(Source passage)
--- begin ---
3. The evidence discloses that the Respondent's trust account had shortages as follows:March 31, 1977 approximately $19,700.00 June 30, 1977 " $24,800.00 September 30, 1977 " $19,500.00 December 31, 1977 " $18,600.00 March 31, 1978 " $11,600.00 June 30, 1978 " $21,400.00
On September 30, 1978, the account had a credit or positive balance of approximately $5,400.00. The evidence further discloses that dispite [sic] the intervention of The Florida Bar in the matter as early as September 1978 (Bar Exhibit # 7), there was again a shortage in the Respondent's trust account of approximately $1,040.00 on December 31, 1978, and a shortage in the account of approximately $830.00 on January 30, 1979.
While the Respondent cooperated with the Bar in making the audit investigation into this matter, and while he freely admitted the shortages existed, he denied any specific knowledge of the magnitude of the shortages, and seemed to the Referee to lack a grasp of the severity of his shortcomings. He freely admitted taking out a personal loan to cover shortages in 1977, and again in 1978, and asking his wealthy father to advance him money to balance his account.
Few breaches of ethics are as serious as the use of a client's fund for the lawyer's private purposes. The lawyer should guard his clients' funds with much greater diligence and caution than his own. State ex rel. The Florida Bar v. Ruskin, 126 So.2d 142 (Fla. 1961), where the Court, despite Ruskin's restitution, suspended him for six months and thereafter until he proved rehabilitation.
--- end ---
(Prompt a) Please write out the part of the trust account passage running from "While the Respondent" down to "he proved rehabilitation.".
This trust account passage has no connection to the listing that follows it.

(Record set)
--- begin ---
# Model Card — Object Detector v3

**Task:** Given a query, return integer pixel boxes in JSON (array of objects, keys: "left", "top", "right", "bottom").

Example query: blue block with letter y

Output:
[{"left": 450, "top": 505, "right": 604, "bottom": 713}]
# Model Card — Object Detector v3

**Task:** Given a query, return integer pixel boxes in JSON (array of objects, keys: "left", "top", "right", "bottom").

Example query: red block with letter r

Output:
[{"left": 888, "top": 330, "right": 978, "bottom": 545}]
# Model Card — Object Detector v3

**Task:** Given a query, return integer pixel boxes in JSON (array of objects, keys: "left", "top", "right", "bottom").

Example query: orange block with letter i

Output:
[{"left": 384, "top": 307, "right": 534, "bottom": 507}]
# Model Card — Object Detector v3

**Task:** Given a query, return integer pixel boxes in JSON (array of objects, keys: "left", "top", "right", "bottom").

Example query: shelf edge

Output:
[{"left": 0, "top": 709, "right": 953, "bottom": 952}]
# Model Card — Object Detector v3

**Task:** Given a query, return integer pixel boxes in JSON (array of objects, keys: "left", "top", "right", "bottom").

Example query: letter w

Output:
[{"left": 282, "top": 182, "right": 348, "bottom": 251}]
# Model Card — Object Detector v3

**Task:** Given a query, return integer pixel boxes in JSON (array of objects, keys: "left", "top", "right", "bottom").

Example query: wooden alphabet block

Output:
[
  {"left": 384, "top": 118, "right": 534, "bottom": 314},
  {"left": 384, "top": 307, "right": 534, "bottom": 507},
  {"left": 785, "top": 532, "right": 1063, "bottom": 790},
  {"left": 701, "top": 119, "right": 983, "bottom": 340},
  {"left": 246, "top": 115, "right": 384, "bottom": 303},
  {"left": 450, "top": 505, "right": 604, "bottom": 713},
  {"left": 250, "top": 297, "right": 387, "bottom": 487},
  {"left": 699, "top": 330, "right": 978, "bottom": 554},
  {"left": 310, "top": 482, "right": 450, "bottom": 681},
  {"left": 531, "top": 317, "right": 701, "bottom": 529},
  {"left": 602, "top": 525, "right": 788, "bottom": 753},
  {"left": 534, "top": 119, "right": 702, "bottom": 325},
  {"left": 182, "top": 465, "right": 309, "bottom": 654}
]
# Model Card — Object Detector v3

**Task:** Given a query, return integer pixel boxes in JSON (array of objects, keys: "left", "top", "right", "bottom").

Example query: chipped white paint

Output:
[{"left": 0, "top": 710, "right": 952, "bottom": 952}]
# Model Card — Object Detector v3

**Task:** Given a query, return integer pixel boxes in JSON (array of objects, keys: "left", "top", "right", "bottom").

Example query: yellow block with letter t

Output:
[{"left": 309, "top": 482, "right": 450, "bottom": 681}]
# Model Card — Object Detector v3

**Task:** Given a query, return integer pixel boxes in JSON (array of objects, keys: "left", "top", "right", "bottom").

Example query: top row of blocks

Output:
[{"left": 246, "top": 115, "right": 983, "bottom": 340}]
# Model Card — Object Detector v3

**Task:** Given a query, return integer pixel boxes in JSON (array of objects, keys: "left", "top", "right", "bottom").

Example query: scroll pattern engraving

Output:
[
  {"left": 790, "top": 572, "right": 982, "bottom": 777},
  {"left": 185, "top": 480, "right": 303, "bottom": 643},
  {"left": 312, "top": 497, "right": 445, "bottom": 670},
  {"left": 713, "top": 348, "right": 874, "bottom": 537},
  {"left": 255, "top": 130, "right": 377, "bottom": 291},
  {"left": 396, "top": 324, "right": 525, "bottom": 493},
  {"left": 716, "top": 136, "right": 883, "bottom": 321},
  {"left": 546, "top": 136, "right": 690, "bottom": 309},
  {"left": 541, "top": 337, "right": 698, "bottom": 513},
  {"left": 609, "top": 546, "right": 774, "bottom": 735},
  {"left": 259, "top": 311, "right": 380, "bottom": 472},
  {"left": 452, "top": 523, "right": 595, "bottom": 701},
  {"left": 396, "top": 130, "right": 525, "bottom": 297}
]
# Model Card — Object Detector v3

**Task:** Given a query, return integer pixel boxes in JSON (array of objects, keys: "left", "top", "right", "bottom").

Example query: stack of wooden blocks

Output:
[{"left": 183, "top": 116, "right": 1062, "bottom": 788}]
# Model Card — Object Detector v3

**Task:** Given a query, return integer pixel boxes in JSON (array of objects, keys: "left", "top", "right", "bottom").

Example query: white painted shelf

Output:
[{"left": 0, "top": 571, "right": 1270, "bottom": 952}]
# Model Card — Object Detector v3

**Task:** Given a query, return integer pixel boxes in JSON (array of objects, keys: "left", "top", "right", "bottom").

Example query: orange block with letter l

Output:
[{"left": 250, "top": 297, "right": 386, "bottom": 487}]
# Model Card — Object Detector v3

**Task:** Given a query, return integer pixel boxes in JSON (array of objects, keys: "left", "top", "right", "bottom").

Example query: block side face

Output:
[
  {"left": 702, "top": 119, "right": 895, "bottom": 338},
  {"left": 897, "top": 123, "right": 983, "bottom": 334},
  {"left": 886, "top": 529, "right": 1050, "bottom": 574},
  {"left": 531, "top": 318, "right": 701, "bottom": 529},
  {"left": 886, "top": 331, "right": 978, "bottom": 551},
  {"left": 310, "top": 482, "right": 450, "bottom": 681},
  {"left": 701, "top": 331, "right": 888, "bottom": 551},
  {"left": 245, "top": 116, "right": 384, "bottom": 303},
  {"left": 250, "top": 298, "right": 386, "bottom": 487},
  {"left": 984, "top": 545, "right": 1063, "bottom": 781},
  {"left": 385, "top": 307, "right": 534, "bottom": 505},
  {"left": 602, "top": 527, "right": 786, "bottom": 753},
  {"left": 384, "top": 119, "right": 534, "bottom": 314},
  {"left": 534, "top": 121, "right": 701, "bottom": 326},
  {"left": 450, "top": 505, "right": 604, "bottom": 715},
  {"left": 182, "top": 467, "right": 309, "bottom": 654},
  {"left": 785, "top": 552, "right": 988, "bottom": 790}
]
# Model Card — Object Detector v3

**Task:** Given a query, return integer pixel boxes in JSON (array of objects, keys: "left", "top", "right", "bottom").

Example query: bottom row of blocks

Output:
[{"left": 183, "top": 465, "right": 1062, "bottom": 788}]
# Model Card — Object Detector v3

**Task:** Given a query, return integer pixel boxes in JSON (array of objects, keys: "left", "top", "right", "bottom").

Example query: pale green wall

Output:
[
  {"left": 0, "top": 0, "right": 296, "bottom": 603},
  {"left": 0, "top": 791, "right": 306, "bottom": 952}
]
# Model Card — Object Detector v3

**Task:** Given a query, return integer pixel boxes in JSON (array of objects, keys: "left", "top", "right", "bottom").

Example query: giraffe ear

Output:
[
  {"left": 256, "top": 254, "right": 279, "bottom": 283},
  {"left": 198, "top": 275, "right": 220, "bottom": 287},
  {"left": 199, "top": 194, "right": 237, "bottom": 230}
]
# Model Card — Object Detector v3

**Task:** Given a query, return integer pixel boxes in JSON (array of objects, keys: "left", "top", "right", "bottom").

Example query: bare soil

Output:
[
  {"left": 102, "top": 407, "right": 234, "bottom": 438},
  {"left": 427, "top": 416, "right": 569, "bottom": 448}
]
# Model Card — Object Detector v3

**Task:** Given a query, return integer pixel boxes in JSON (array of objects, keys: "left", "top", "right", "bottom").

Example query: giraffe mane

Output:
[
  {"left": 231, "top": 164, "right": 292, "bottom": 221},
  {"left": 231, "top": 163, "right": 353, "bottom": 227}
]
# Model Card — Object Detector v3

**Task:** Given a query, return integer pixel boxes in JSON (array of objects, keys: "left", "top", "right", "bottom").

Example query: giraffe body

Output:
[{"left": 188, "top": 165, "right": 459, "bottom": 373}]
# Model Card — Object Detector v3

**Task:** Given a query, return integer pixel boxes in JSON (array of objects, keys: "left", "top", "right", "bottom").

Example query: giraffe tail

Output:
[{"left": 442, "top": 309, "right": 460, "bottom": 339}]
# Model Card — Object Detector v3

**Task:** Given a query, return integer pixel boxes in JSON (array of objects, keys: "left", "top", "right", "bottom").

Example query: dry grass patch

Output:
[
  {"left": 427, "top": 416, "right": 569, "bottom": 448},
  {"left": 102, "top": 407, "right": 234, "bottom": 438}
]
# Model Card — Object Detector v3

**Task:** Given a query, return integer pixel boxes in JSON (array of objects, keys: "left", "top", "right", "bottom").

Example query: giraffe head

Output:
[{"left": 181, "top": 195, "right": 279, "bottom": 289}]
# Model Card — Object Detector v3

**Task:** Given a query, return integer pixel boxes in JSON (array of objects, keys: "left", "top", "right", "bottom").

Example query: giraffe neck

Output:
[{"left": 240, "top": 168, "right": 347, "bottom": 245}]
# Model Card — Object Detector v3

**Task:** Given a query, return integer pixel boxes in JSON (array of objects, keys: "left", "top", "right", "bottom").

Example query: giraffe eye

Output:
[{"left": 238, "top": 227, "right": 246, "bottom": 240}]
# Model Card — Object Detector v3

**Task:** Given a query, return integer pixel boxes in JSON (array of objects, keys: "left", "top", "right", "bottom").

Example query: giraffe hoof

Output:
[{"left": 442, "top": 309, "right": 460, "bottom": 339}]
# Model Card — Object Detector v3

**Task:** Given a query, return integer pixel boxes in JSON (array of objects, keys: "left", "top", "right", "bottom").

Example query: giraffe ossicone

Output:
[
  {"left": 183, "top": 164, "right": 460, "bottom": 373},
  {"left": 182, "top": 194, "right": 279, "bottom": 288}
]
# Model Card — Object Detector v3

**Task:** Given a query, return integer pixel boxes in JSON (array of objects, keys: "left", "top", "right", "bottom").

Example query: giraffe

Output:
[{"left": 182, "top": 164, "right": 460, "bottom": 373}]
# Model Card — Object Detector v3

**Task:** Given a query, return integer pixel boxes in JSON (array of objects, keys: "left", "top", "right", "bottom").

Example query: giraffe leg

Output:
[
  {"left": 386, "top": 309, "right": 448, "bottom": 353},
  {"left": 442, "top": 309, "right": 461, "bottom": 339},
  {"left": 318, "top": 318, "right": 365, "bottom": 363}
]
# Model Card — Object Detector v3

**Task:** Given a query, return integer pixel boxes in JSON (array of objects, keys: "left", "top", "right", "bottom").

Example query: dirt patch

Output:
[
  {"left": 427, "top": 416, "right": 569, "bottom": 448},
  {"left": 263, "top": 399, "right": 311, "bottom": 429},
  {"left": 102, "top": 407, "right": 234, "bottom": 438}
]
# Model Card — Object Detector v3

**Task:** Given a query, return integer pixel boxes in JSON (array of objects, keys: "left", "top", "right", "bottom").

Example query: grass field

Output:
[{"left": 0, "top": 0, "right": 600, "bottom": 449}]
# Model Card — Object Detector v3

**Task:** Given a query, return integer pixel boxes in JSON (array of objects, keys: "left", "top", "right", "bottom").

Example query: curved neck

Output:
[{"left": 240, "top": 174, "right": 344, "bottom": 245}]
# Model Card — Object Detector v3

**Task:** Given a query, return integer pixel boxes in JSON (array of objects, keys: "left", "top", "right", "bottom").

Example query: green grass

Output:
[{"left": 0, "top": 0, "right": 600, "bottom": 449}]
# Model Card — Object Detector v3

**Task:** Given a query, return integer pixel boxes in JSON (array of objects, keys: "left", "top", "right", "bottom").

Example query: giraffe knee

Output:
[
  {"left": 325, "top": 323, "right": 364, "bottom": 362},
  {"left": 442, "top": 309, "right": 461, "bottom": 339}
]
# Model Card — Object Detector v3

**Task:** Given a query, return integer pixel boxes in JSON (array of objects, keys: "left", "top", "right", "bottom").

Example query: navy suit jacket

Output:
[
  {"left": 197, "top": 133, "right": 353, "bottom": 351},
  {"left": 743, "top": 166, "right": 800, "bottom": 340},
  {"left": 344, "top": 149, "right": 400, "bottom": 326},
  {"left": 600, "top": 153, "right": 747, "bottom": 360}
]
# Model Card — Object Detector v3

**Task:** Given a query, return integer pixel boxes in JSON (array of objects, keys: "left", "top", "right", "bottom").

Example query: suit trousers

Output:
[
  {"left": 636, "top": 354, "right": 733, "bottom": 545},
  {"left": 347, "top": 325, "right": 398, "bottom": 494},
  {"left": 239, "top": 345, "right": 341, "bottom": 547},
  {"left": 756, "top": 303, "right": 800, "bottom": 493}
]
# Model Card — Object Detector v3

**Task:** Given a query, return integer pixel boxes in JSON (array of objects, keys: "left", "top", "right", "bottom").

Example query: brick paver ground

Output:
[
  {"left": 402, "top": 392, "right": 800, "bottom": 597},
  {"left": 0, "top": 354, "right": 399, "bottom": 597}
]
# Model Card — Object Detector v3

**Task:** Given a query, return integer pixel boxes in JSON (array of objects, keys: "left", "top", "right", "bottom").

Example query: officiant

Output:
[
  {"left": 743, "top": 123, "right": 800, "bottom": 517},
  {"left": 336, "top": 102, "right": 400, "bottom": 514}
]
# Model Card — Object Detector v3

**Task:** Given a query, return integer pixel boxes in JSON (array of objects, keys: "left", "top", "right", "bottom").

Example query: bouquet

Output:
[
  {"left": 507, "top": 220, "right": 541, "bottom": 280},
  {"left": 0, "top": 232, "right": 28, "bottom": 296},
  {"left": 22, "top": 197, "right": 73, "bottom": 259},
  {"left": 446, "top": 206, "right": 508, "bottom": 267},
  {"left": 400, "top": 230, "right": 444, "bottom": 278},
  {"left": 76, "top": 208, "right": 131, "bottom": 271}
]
--- end ---
(Prompt b) Gather every line of the listing that includes the word "patch".

(Task result a)
While the Respondent cooperated with the Bar in making the audit investigation into this matter, and while he freely admitted the shortages existed, he denied any specific knowledge of the magnitude of the shortages, and seemed to the Referee to lack a grasp of the severity of his shortcomings. He freely admitted taking out a personal loan to cover shortages in 1977, and again in 1978, and asking his wealthy father to advance him money to balance his account.
Few breaches of ethics are as serious as the use of a client's fund for the lawyer's private purposes. The lawyer should guard his clients' funds with much greater diligence and caution than his own. State ex rel. The Florida Bar v. Ruskin, 126 So.2d 142 (Fla. 1961), where the Court, despite Ruskin's restitution, suspended him for six months and thereafter until he proved rehabilitation.

(Task result b)
Example query: dry grass patch
Example query: dirt patch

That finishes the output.